* **Set of tasks**
[A] Decide whether each statement agrees with the research profile below: (i) SHP contains 5M examples; (ii) Dynaboard is described as the largest suite of human feedback-aligned LLMs; (iii) the Facebook Fellowship was received before Stanford. Answer each with yes or no, followed by the deciding words from the research profile.
[B] Write the next part of the research profile below, picking up after its final sentence.

───── Document section

I’m a fifth-year PhD student in the Stanford CS department, where I work on machine learning under real-world incentives.

Much in the way that machine learning is bound by hardware and software, it is also bound by the incentives of real-world actors, such as workers, firms, and states. Often, these incentives are unstated, immutable, and conflict with one another. Borrowing from fields like economics, I work on formalizing these incentives and creating tools, platforms, and algorithms that incorporate them, so that the progress we make on paper translates to the real world.

Highlights:

  • SHP, the first large-scale public dataset of human preferences over text (5M examples)
  • Archangel, the largest suite of human feedback-aligned LLMs
  • Dynaboard, an evaluation-as-a-service platform used to host Dynabench, BabyLM, and others
  • HALOs, a framework for creating prospect-theoretic losses for alignment

I have received an ICML 2022 Outstanding Paper award, a Facebook Fellowship, and an NSERC PGS-D during my PhD. Prior to Stanford, I was a National Scholar at the University of Toronto.

──────────
───── Provided records

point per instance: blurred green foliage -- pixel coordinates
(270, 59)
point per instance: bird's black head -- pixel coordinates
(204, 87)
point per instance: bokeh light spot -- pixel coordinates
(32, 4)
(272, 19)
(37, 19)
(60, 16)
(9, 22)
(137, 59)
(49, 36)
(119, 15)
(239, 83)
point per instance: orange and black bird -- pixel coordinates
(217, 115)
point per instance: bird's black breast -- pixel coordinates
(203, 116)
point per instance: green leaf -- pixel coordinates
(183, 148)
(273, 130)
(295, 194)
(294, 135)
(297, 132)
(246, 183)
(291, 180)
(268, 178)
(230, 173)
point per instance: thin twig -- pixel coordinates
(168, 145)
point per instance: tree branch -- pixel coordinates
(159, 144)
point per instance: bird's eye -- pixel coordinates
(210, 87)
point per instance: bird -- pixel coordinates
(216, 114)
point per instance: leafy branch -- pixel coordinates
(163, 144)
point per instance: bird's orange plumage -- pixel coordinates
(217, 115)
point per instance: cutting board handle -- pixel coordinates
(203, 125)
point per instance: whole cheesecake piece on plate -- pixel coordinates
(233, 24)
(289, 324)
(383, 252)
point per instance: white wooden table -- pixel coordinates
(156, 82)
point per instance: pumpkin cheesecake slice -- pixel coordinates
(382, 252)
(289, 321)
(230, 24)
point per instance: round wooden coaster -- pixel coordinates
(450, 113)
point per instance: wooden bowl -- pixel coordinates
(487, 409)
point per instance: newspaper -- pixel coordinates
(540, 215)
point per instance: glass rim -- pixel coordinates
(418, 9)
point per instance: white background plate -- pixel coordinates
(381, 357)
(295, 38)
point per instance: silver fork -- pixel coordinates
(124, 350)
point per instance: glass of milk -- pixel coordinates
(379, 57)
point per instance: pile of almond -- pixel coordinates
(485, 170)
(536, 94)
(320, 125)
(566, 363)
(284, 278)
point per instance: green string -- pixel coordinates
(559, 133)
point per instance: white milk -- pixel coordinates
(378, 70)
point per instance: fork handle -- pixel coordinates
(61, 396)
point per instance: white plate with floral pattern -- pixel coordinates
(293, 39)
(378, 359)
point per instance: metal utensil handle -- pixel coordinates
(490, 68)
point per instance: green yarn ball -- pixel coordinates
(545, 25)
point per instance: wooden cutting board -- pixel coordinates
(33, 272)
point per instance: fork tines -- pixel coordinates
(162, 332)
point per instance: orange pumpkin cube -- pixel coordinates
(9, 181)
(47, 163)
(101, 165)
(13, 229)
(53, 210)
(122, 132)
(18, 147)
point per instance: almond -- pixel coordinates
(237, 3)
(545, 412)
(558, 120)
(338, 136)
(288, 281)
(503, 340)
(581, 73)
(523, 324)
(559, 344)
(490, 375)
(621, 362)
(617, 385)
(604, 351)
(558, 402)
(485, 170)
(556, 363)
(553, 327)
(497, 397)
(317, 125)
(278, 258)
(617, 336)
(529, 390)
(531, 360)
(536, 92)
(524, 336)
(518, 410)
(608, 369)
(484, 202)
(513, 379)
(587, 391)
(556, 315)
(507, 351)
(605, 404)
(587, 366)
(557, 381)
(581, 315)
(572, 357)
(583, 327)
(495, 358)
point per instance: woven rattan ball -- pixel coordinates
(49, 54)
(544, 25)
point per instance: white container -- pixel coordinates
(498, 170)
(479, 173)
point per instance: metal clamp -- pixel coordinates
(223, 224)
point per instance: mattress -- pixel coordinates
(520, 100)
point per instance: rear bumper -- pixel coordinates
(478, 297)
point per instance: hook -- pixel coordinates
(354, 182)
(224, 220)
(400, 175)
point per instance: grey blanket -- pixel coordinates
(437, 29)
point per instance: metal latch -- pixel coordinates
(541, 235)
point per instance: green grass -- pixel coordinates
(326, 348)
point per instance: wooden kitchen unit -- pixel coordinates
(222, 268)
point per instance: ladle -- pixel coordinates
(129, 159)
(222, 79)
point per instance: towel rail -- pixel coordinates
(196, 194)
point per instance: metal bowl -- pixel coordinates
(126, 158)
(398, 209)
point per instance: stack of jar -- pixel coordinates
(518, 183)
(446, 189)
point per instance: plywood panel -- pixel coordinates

──────────

* **Answer list**
[A]
(i) Yes: "SHP, the first large-scale public dataset of human preferences over text (5M examples)"
(ii) No: "Archangel, the largest suite of human feedback-aligned LLMs"
(iii) No: "I have received an ICML 2022 Outstanding Paper award, a Facebook Fellowship, and an NSERC PGS-D during my PhD."

[B]
I am on the job market for 2024.

Recent Work (full list)

Disincentives in Data Collection Dataset creation is a principal-agent problem that results in datasets often being much simpler than the tasks they purport to reflect. I design frameworks that help principals (e.g., researchers) build high-quality datasets by discovering mistakes and unstated assumptions made by agents (e.g., crowdworkers). For example, I created Stanford Human Preferences (SHP), the first large-scale dataset of human preferences over text. SHP is one of the few datasets used by Amazon AWS (for reranking generations), Microsoft Deepspeed Chat (to train LLMs) and Llama-2 (one of the most widely-used LLMs).

Pluralistic Model Alignment I discovered that methods for aligning LLMs with human feedback (e.g., RLHF, DPO) work in part because they implicitly model human biases in decision-making. This means that there is not one single objective for alignment, but rather a family of human-aware losses (HALOs). I then designed an alignment objective based on Kahneman & Tversky's prospect theory called KTO, which can align LLMs using binary feedback alone. KTO is thus far easier to use in the real world, where preferences are scarce and expensive to collect.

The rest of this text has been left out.